_Aim of the task_
Exactly as they appear, set down all of the records.

_Data supplied_
################

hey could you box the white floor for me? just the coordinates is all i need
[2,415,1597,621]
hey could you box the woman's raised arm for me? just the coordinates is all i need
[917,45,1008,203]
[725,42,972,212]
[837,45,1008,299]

################

_Answer box_
hey could you box the white floor for me? just the coordinates is all i need
[2,415,1597,621]
hey could you box the woman's raised arm for me? just the coordinates is all i need
[917,45,1008,203]
[725,42,972,212]
[837,45,1008,299]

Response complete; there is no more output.